→ **Problem details**
Please revise the items below so that "Tag" becomes "Mark" wherever it appears, leaving every other word unchanged.

→ **Data listing**
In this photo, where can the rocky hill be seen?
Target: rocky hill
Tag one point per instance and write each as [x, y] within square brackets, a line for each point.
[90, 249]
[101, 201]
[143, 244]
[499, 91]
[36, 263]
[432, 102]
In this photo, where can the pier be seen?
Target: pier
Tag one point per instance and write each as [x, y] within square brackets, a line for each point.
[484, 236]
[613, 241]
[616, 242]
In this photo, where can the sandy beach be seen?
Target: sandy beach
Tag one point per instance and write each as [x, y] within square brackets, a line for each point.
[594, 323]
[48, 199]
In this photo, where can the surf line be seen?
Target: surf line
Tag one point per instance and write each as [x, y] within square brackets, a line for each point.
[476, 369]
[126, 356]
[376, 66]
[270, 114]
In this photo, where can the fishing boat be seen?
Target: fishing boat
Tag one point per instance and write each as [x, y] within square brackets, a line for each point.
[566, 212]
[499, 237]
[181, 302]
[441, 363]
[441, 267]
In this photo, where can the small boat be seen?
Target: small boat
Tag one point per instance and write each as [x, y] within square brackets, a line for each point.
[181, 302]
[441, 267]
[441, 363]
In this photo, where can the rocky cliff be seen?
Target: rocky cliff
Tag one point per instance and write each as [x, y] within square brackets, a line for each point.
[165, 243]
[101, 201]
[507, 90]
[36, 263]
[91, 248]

→ **Response for this exercise**
In this photo, where can the rocky hill be seen?
Target: rocky hill
Mark one point per instance and write each as [x, y] within square brackets, a line for each point.
[90, 249]
[101, 201]
[143, 244]
[499, 91]
[36, 263]
[432, 102]
In this photo, where can the pier be seen?
Target: pier
Mark one point per instance and write each as [x, y] within square brackets, a line for each point.
[484, 236]
[613, 241]
[616, 242]
In this photo, where can the sandy beach be seen?
Target: sandy beach
Mark one point per instance and write each as [x, y] within square brackets, a line for each point.
[594, 323]
[48, 199]
In this photo, where can the surf line be seen?
Target: surf line
Mark one point per instance and write each as [x, y] within square brackets, a line for each point.
[476, 369]
[126, 356]
[376, 66]
[270, 114]
In this photo, where can the fishing boat be seen?
Target: fishing boat
Mark one point per instance and write each as [x, y] within square brackets, a line for each point.
[566, 212]
[499, 237]
[181, 302]
[441, 363]
[441, 267]
In this photo, where can the small boat be seen?
Target: small boat
Mark one point per instance and write each as [x, y] within square brackets, a line for each point.
[181, 302]
[441, 267]
[441, 363]
In this photo, where can the rocky cliff be seen?
Target: rocky cliff
Mark one point per instance and write each as [x, y] within square brackets, a line for each point.
[165, 243]
[101, 201]
[507, 90]
[36, 263]
[91, 248]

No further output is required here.